(TASK DESCRIPTION): Reproduce the listing below word for word, omitting the pictures.

(LISTED ENTRIES):

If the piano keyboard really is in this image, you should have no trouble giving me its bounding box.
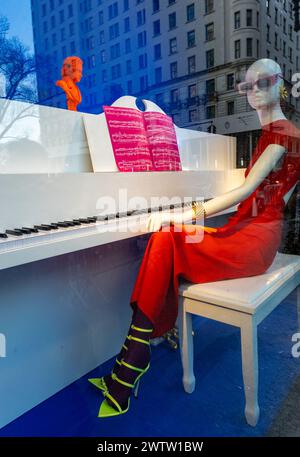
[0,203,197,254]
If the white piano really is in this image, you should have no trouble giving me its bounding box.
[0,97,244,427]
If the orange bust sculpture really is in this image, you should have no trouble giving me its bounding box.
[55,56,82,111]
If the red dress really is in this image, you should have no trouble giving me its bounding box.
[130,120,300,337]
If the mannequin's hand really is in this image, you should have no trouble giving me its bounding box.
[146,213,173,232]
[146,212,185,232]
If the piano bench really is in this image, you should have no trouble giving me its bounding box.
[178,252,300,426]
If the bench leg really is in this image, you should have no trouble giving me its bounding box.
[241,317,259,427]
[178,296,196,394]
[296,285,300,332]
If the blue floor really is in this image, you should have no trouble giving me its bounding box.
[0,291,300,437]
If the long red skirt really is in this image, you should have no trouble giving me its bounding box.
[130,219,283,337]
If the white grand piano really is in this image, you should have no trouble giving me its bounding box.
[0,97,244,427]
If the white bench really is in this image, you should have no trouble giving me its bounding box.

(COMPLETE ANSWER):
If the piano keyboard really is in this image, you should have no trouble giving me its bounding box.
[0,203,197,254]
If the white piano really is in this image, you should have no trouble giving me its bounding box.
[0,97,244,427]
If the orange bust sculpture really is in this image, you should have no trouble giving me its bounding box.
[55,56,82,111]
If the red dress really is in this image, you should have no trouble giving me its bounding box.
[130,120,300,337]
If the mannequin's hand really is in this image, you should have no trouble giving me its bounding box.
[146,213,173,232]
[146,212,185,232]
If the piano bench really is in this image, you should have no trouble giving me its bounding box.
[178,252,300,426]
If the bench leg really is in this image, you should have no trouble giving me its bounding box.
[241,317,259,427]
[178,296,196,394]
[296,285,300,332]
If the blue floor really is in this image, you should have no trouble giving me its bounding box.
[0,291,300,437]
If the long red skirt really is in this image, you should have no trouble giving me its bounding box.
[130,219,283,337]
If the white grand piano really is in this image, you should have no trouble giving me its bounding box.
[0,97,244,427]
If the white bench really is in this image, you should have no trouble giving me its bounding box.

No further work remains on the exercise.